## Provided text
John E. Lux, Esq. | 1629 K Street, Suite 300 Washington, DC 20006 | |
Lux Law, pa | (202) 780-1000 john.lux@securities-law.info |
October 24, 2018
Susan Bloch
Attorney
Division of Corporation Finance
Office of Transportation and Leisure
United States Securities and Exchange Commission
Washington, DC 20549
Re: | B2Digital, Incorporated Offering Statement on Form 1-A Filed August 21, 2018 | |
File No. 024-10888 |
Dear Attorney Bloch:
On behalf of B2Digital, Incorporated (the “Company”), we respond as follows to the Staff’s comment letter, dated October 19, 2018, relating to the above-captioned Offering Statement on Form 1-A (“Offering Statement”).
Please note that for the Staff’s convenience, we have recited each of the Staff’s comments in italics and provided the Company’s response to each comment immediately thereafter.

## Problem details
Carry on the B2Digital response letter to the SEC staff from the point where it stops.

## Available data
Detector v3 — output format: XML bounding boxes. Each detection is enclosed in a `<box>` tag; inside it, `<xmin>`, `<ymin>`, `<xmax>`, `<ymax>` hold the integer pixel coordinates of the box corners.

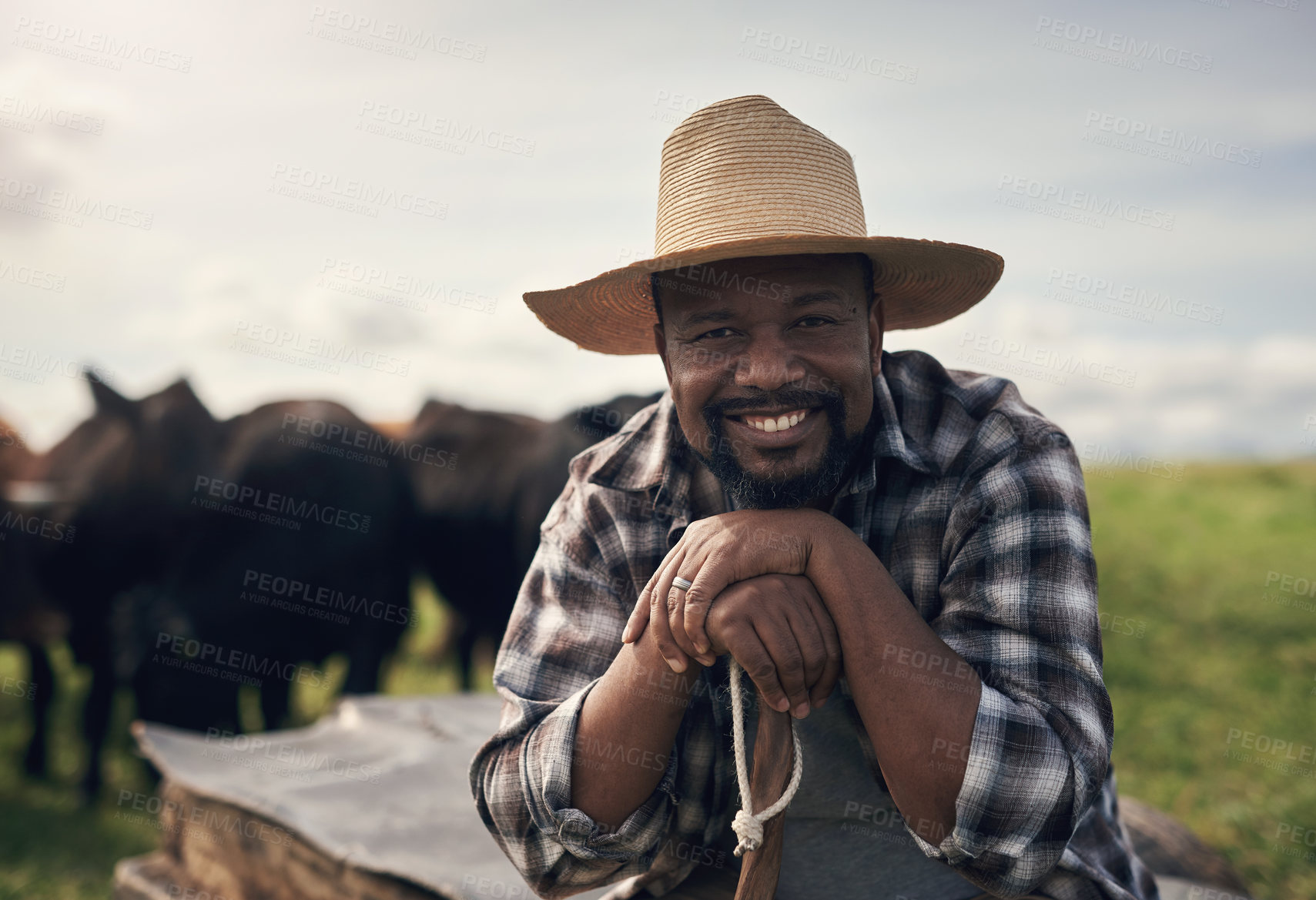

## Response to the exercise
Form 1-A/A Filed October 5, 2018
Cover Page
1. | We note your response to our prior comment 1 and reissue the comment in part. We note the offering price is $.01, but the table on the cover page still indicates that the price to the public is $.001. Please revise for consistency. |
The table offering price has been corrected.
2. | We note your response to our prior comments 2 and 3, and reissue the comments. We note you indicate in your response letter that the securities will only be sold for cash and that the section relating to the securities being offered for other than cash has been deleted, but the section appears to remain. Please either delete the language on the cover page that indicates the securities may be sold for promissory notes, services, and/or other consideration, or revise to indicate how valuations of non-cash consideration will be made, update the "Use of Proceeds" section, and update the statements indicating how the offering will satisfy your cash requirements for the next twelve months. |
This section has been deleted.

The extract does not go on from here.